Produce an exact copy of the lines below, starting at the first and ending with the line containing "Q: Locate the barley ear".

Source information below:

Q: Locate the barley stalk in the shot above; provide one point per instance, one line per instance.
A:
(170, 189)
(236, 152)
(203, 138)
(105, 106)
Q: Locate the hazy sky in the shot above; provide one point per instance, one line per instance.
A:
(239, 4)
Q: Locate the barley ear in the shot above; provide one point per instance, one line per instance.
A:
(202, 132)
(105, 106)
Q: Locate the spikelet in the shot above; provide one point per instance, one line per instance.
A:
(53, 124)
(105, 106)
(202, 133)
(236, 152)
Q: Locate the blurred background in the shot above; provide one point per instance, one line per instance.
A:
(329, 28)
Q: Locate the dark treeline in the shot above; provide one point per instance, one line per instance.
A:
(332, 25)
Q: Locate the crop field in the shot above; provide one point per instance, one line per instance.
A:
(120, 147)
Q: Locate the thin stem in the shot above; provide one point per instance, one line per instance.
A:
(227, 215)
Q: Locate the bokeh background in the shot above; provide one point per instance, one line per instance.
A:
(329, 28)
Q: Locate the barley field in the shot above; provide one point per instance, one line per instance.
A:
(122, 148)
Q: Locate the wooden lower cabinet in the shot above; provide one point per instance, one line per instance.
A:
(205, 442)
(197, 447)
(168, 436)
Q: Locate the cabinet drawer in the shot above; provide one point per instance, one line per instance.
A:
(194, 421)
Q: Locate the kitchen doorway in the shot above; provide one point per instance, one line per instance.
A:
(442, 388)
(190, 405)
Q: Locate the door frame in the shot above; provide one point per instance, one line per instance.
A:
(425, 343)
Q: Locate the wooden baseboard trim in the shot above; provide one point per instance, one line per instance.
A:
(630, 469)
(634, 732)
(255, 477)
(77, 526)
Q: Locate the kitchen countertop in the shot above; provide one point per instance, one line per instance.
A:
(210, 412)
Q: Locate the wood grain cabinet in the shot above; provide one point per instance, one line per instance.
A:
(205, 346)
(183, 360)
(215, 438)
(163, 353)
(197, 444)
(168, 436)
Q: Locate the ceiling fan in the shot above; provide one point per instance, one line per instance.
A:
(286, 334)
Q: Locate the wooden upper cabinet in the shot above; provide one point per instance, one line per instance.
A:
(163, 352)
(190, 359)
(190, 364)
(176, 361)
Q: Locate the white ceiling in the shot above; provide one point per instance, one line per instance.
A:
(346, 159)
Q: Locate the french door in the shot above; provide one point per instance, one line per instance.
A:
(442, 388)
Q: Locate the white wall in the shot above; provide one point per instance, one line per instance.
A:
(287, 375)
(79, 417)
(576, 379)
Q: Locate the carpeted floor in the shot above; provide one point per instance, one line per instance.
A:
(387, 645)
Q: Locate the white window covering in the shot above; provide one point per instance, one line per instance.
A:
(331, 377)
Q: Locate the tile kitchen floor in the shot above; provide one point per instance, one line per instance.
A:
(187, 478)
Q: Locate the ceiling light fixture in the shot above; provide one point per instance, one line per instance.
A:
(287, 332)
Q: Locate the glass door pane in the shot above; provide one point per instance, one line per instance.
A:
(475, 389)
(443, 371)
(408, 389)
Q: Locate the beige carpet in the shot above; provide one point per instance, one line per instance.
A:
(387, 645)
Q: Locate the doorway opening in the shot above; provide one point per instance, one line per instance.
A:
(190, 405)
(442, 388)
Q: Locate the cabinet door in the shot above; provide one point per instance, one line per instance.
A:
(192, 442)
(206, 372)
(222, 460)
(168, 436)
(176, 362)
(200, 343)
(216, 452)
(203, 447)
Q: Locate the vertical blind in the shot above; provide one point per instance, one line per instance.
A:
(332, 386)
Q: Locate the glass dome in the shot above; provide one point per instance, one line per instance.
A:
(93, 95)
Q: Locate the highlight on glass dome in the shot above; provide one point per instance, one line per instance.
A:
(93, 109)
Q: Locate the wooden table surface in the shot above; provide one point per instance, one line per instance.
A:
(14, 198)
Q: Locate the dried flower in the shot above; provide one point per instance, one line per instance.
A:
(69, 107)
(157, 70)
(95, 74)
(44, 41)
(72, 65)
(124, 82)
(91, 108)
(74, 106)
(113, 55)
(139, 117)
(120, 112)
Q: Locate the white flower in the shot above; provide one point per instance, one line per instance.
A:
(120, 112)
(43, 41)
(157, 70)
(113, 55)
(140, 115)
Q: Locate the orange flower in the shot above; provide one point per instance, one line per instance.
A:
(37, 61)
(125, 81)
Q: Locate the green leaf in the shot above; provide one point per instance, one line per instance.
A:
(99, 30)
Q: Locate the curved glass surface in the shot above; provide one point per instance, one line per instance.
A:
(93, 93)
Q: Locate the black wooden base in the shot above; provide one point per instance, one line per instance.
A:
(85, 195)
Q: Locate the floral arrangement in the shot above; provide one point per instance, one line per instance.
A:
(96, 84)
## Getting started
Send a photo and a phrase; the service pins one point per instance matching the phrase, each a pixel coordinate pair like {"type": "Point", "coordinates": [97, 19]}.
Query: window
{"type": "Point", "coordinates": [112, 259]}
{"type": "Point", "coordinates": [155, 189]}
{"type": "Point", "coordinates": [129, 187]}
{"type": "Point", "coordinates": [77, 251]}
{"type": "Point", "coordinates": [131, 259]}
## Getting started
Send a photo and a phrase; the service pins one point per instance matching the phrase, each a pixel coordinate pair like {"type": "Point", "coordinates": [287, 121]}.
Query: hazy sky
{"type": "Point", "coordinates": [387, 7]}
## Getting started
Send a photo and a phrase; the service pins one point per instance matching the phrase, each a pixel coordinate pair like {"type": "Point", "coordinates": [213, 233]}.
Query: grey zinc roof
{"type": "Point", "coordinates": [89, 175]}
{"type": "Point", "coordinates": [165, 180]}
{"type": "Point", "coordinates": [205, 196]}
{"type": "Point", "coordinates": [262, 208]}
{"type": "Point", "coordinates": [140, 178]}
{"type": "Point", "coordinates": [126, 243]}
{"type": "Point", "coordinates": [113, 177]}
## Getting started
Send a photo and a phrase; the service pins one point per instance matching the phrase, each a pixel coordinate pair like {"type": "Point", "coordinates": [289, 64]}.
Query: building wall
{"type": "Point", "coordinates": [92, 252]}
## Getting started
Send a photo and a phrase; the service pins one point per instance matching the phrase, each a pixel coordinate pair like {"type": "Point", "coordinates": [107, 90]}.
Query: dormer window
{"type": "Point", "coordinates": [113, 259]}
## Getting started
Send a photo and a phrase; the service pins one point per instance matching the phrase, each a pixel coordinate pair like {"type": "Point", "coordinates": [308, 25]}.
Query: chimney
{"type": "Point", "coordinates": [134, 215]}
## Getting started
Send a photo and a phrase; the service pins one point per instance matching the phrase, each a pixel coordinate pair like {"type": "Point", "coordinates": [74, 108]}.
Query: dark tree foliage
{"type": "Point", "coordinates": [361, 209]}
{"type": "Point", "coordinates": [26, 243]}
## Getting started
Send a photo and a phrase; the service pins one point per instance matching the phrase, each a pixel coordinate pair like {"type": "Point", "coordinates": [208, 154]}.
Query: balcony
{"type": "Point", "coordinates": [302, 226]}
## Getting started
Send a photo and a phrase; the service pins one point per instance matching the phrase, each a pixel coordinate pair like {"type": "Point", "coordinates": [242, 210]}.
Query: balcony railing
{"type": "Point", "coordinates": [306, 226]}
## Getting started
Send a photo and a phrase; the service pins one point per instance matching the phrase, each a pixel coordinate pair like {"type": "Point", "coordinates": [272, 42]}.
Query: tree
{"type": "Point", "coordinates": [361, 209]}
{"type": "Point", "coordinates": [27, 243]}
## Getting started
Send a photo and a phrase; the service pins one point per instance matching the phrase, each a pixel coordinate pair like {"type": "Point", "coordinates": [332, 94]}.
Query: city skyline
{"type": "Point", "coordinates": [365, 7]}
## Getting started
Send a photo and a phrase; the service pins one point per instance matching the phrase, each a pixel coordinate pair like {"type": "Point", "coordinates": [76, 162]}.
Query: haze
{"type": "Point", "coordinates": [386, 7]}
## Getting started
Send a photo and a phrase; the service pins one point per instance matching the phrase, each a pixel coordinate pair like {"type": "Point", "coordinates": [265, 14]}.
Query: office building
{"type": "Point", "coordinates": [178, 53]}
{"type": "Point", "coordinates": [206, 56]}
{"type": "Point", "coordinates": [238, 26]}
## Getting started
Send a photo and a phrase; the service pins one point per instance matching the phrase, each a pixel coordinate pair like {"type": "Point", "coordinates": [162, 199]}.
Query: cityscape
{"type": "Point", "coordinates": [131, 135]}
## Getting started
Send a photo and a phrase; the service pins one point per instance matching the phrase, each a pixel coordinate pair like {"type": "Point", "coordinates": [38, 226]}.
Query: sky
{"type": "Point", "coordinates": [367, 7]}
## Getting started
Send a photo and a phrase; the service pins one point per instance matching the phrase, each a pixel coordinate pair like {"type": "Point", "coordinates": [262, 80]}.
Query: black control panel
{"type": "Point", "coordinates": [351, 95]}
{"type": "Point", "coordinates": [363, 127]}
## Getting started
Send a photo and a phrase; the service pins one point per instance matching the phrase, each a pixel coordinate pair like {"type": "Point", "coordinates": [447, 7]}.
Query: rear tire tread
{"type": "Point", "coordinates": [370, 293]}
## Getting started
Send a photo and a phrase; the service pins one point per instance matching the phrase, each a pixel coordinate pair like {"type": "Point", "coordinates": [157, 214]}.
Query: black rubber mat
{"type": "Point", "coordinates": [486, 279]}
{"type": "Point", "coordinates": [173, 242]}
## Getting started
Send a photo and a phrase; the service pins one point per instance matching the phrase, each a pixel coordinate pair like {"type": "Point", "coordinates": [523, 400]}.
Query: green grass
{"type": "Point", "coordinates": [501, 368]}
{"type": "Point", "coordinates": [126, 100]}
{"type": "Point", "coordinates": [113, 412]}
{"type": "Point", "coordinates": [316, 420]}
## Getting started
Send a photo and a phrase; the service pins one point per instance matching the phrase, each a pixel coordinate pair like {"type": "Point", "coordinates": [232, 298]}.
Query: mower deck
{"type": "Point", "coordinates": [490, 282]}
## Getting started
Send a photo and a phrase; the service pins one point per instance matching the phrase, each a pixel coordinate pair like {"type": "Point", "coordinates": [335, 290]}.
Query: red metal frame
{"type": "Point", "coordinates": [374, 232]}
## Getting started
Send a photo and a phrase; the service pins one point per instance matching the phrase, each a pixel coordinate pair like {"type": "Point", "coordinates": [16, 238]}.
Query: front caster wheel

End of Source information.

▸ Reply to the task:
Q: Locate the barley stalk in the shot above; provide one point per instance, one line per instance.
A:
(170, 189)
(236, 152)
(203, 138)
(105, 106)
Q: Locate the hazy sky in the shot above; provide one point per instance, one line per instance.
A:
(239, 4)
Q: Locate the barley ear in the shot above; provide one point per instance, one line per instance.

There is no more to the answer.